Белый "Котик Летаев" - краткое изложение
Страница: 1 [ 2 ] 3
Мне потом говорили, что Лев — сенбернар, на Собачьей площадке к играющим детям подходил он. Но позже думалось мне: то не был сон и не действительность. Но Лев был; кричали: «Лев идет», — и Лев шел.
Жизнь — рост; в наростах становится жизнь, в безобразии первый нарост мне был — образ. Первые образы-мифы: человек — с бабушкой связался мне он, — старуха, в ней виделось мне что-то от хищной птицы, — бык и лев….
Квартирой просунулся мне внешний мир, я стал жить в ставшем, в отвалившейся от меня действительности. Комнаты — кости древних существ, мне ведомых; и память о памяти, о дотелесном жива во мне; отсвет её на всем.
Мне папа, летящий в клуб, в университет, с красным лицом в очках, является огненным Гефестом, грозит он кинуть меня в пучину безобразности. В зеркалах глядит бледное лицо тети Доги, бесконечно отражаясь; в ней — дурной бесконечности звук, звук падающих из крана капель, — что-то те-ти-до-ти-но. В детской живу я с нянюшкой Александрой. Голоса её не помню, — как немое правило она; с ей жить мне по закону. Темным коридором пробираюсь на кухню с ей, где раскрыта печи огненная пасть и кухарка наша кочергой сражается с огненным змеем. И мне кажется, трубочистом спасен я был от красного хаоса пламенных языков, через трубу был вытащен в мир. По утрам из кроватки смотрю я на шкафчик коричневый, с темными разводами сучков. В рубиновом свете лампадки вижу икону: склонились волхвы, — один черный совсем — это мавр, говорят мне, — над дитятей. Мне знаком этот мир; мне продолжилась наша квартира в арбатскую Троицкую церковь, здесь в голубых клубах ладанного дыма глаголил Золотой Горб, вещала Седая Древность и голос слышал я: «Благослови, владыко, кадило».
Сказкой продолжился миф, балаганным Петрушкой. Уже нет няни Александры, гувернантка Раиса Ивановна читает мне о королях и лебедях. В гостиной поют, полусон мешается со сказкой, а в сказку вливается голос.

## Задания
a: Ответьте по изложению «Котика Летаева»:
(i) Кем, как потом говорили рассказчику, был Лев?
(ii) С кем рассказчик живёт в детской?
(iii) О чём читает рассказчику гувернантка Раиса Ивановна?
b: Напишите продолжение изложения «Котика Летаева», начиная сразу после его последнего предложения.
Листинг с текстом никак не связан.

## Сохранённые данные

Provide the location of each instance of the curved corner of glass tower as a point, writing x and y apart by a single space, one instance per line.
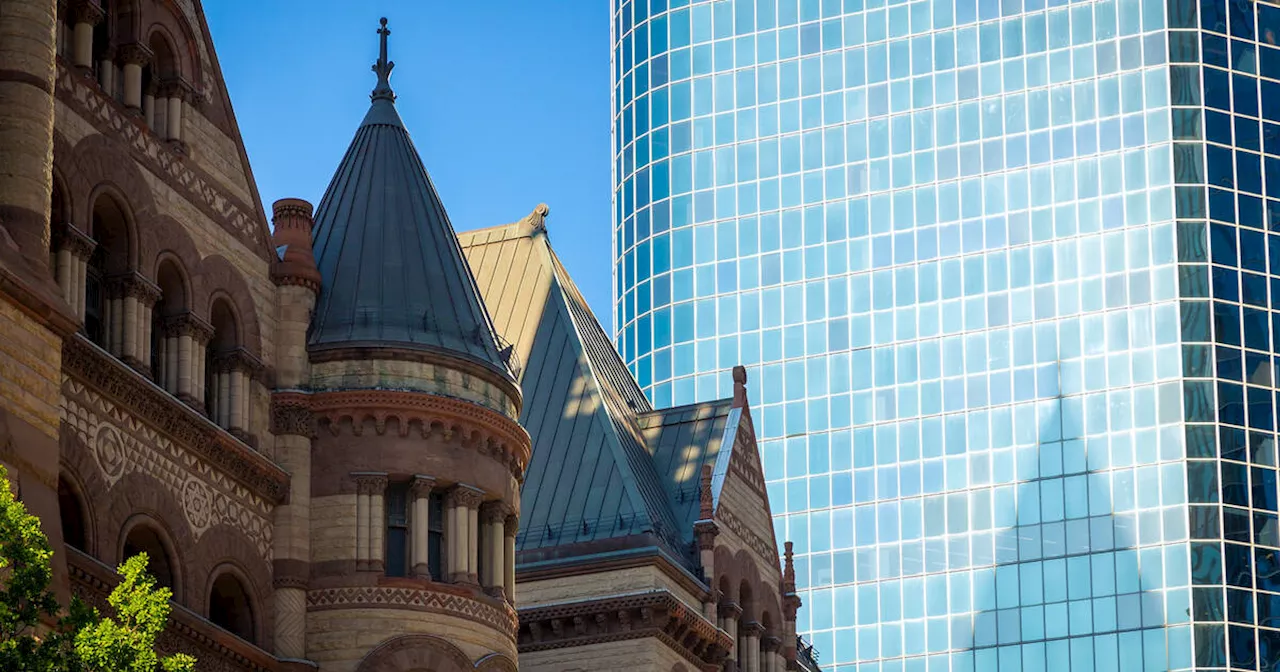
1004 274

## Ответы к заданиям
a:
(i) Сенбернаром.
(ii) С нянюшкой Александрой.
(iii) О королях и лебедях.

b:
Понятий еще не выработало сознание, я метафорами мыслю; мне обморок: то — куда падают, проваливаются; наверное, к Пфефферу, зубному врачу, что живет под нами. Папины небылицы, страшное бу-бу-бу за стеной Христофора Христофоровича Помпула, — он все в Лондоне ищет статистические данные и, уверяет папа, ломает ландо московских извозчиков: Лондон, наверное, и есть ландо, пугают меня. Голос довременной древности еще внятен мне, — титанами оборачивается память о ней, память о памяти.
Понятия — щит от титанов…
Ощупями космоса я смотрю в мир, на московские дома из окон арбатского нашего дома.
Этот мир разрушился в миг и раздвинулся в безбрежность в Касьяново, — мы летом в деревне. Комнаты канули; встали — пруд с темной водой, купальня, переживание грозы, — гром — скопление электричества, успокаивает папа, — нежный агатовый взгляд Раисы Ивановны…
Вновь в Москве — тесной теперь показалась квартирка наша.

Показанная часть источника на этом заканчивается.